• Challenge:
How many of the lines below contain the string "blue"? Reply with the number only.

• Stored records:
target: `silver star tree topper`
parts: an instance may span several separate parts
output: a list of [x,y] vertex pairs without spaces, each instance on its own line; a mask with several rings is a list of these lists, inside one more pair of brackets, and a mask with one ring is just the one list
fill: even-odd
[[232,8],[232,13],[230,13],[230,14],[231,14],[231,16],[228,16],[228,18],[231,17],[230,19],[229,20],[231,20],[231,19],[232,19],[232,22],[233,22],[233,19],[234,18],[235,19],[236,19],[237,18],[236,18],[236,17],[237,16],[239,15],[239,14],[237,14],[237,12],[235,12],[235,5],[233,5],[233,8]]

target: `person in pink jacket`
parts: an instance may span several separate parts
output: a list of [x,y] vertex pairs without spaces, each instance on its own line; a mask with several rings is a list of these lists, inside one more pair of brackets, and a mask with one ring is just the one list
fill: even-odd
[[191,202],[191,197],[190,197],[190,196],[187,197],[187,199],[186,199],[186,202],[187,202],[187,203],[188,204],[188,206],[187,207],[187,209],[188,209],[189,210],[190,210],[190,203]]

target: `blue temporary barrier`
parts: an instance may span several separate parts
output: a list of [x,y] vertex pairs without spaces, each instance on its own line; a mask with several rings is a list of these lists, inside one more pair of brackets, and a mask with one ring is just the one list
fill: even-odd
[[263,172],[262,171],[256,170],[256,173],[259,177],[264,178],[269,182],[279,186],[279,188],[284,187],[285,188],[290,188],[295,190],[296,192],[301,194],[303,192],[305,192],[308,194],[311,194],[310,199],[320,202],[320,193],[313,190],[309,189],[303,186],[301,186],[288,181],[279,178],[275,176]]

--

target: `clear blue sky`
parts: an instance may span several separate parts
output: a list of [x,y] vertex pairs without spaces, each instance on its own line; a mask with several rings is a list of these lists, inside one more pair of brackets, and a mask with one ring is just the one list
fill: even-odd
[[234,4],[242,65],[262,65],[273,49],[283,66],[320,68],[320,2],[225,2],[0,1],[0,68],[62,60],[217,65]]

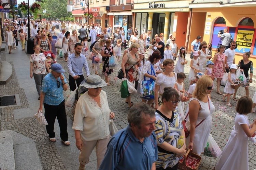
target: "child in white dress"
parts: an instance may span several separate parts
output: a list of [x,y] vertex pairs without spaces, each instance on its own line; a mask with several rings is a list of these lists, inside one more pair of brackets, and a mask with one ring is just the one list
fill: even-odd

• Solution to this problem:
2